本文 =>
----

にっぽん縦断 こころ旅
「忘れられない人たちがいた場所」
2017年秋の旅、「待ってました。」
正平さん、スタッフの皆さん、6年半ほんとうにお疲れさまです。
日ごろ電動自転車を愛用する身からすると正平チームさんは眩い存在です。
さて、わたしの「こころの場所」は、別府市の紙屋温泉です。
昭和30年代の別府は、新婚旅行の定番と言われ、団体客も多く桟橋に船が着くと観光客が溢れるように降りてきました。
昼間は地獄めぐり、陽が沈みネオンが灯ると雑多な人たちが温泉街を行き交い、それは賑やかでした。
そんな町中から一歩外れた路地裏に紙屋温泉があります。
共同浴場で元湯は飲むと胃腸に良いと言われ、入場料はたしか30回の回数券が300円でした。洗面器に手拭と石鹸で番台のおばちゃんに声をかけます。シャンプーなんて気の利いた物はありませんでした。
早朝は常連さんが朝湯、午後は夜の仕事人たちが出勤前の準備で一風呂浴びに、夕方からは仕事を終えた人たちで溢れ賑やかで芋の子を洗うようでした。男湯と女湯の間で声を掛けあい石鹸が行き交います。
男湯と女湯の間は腰から上が すりガラスでした。
中学生になったある日、女湯から聞きなれた同級生の声がします。
ふと見ると彼女が影絵のようにガラスに写っていました。

----

資料一覧 =>
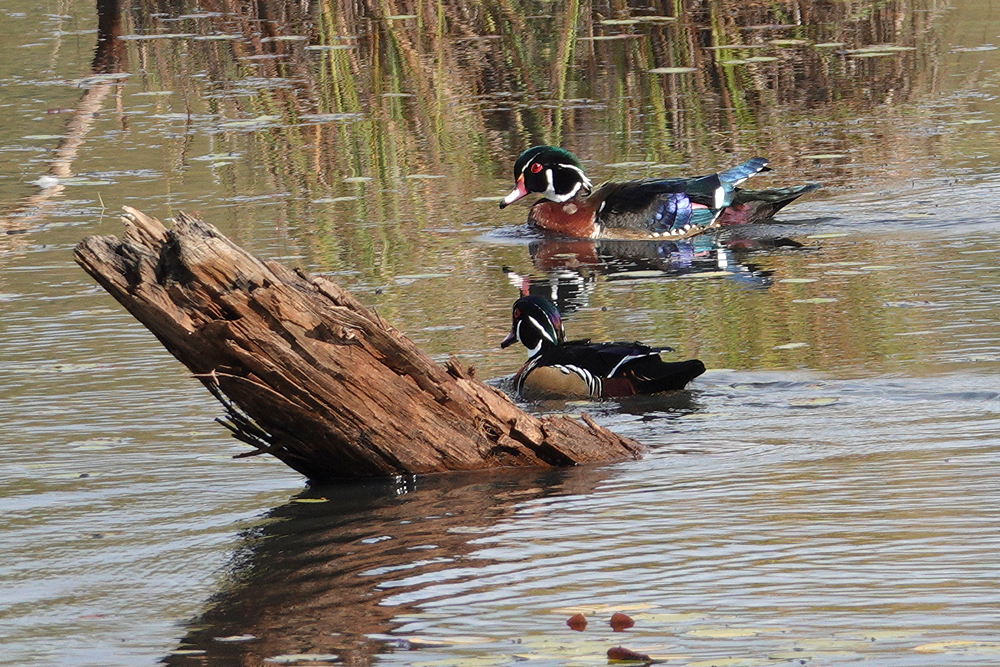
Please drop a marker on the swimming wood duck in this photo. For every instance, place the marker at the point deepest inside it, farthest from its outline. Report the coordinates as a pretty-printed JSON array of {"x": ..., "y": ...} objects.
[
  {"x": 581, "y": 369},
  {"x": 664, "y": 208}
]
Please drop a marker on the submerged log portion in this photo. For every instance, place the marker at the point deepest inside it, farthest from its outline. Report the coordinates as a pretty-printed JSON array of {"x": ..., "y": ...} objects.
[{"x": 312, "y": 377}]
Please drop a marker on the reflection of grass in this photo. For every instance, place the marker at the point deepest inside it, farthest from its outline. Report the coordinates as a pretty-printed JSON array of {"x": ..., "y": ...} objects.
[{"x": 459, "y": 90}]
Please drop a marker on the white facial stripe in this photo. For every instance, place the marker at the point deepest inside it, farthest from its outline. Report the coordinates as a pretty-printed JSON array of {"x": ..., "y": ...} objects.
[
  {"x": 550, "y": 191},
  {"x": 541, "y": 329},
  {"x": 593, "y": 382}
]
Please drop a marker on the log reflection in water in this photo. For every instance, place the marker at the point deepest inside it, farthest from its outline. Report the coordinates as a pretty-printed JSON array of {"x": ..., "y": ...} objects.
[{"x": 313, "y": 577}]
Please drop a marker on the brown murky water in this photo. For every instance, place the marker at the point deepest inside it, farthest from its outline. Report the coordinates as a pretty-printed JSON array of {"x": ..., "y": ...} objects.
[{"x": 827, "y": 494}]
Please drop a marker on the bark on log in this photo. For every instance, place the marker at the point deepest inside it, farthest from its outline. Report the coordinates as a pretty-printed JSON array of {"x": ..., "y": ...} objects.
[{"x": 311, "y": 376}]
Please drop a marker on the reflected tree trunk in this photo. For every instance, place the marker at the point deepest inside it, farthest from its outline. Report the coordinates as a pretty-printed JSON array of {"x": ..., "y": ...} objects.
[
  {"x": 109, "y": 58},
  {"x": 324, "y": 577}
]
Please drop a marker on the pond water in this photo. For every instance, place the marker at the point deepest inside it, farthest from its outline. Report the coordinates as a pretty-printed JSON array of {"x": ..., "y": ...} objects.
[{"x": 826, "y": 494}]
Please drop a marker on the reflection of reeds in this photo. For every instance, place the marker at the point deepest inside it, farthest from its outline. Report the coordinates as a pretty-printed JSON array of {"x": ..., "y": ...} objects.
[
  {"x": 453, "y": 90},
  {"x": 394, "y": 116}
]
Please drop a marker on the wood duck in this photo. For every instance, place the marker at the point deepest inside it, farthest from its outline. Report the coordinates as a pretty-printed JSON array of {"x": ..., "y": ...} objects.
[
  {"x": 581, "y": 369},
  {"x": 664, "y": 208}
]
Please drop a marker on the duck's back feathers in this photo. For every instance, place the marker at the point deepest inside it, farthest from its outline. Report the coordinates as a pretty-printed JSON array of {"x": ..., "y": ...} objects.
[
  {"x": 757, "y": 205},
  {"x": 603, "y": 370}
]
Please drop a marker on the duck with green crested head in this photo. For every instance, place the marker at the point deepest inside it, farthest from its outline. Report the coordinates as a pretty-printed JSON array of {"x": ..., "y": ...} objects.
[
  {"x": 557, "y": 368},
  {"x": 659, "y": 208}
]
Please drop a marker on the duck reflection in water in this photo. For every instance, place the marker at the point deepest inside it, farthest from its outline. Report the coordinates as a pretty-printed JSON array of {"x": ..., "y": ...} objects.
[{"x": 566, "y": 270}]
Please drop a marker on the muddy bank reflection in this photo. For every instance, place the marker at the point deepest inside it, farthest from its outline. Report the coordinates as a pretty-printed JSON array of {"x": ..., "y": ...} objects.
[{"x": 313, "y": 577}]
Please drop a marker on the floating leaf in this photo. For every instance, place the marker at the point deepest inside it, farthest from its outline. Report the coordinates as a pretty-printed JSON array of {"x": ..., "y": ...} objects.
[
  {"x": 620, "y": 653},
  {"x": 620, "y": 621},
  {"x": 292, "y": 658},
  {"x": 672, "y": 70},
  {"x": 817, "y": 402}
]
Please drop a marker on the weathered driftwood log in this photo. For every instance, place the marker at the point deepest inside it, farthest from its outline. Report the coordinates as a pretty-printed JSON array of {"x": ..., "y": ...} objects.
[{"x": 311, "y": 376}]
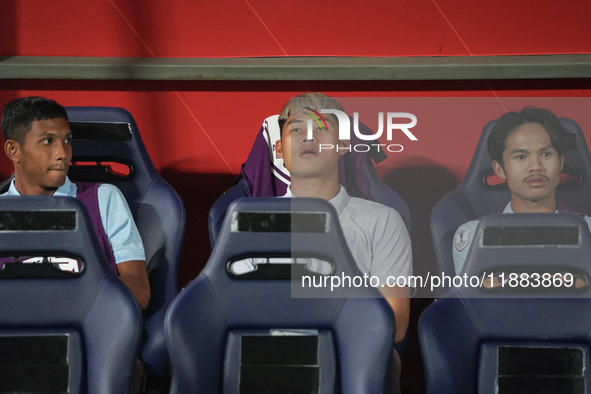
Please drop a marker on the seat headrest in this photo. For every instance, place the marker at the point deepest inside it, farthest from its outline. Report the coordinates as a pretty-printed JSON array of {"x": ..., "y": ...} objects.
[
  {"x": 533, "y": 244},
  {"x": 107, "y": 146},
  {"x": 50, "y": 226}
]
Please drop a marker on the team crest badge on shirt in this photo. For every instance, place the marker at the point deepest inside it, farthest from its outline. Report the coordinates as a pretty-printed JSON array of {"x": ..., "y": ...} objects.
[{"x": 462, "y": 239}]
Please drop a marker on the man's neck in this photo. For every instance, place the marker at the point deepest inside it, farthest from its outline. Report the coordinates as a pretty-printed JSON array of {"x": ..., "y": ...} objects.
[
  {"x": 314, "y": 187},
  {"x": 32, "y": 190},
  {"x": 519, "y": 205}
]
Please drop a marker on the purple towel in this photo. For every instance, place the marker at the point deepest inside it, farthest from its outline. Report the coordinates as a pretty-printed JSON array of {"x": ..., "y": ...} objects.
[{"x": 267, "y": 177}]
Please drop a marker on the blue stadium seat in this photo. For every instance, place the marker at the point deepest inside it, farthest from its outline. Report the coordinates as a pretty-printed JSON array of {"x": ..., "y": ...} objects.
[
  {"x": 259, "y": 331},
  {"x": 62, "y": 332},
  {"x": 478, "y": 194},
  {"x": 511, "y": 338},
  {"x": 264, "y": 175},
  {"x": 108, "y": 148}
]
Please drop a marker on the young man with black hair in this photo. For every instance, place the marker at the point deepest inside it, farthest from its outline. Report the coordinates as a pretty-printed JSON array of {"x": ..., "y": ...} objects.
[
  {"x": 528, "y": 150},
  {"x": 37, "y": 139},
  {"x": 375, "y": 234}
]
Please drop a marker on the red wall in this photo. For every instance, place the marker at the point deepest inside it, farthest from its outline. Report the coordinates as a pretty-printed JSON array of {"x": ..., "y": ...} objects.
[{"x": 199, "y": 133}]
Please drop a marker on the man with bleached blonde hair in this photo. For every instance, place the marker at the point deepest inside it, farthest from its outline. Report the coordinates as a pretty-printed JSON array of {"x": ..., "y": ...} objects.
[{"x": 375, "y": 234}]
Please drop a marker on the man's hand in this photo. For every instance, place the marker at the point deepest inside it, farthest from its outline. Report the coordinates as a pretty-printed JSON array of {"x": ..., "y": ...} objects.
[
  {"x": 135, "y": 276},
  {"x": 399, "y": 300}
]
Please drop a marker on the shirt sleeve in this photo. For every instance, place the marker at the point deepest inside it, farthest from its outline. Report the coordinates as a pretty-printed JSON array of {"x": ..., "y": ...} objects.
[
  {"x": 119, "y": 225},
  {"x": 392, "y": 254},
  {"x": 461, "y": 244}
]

----

作業内容 => 上の別府の紙屋温泉の思い出を語る本文を、最後の文の次から書き継いでください。

回答 =>
土地柄、入浴客には倶利伽羅紋々のお兄さんや、湯上りにさらしをきつく巻くおじさんがいて、その格好良さに見とれました。
わけも分がらずに大人たちの世間話を聞き、老人の弛んだ皮膚を見て人はこうして歳をとるのだと子供なりに妙に悟ったりしました。
一人っ子で両親と三人家族だった少年を温泉町の大人たちが育ててくれました。いわば紙屋温泉が青春の門でした。
温泉の二階が公民館、近くには映画館、青空市場、食堂、米屋、荒物屋 病院があり、まさに昭和の温泉町そのものでした。紙屋温泉は高校卒業までです。まだ戦後といわれ高度成長前のセピア色の記憶ですが、いまでもお湯の肌さわり、匂い、人々の声が甦ります。
あの頃お世話になった皆さん、父ちゃん、母ちゃん、ちょっと気弱な坊主は67歳になりました。 有難うございました。
正平さん、長い旅の途中気が向かれたら町の小さな共同浴場に寄ってみて下さい。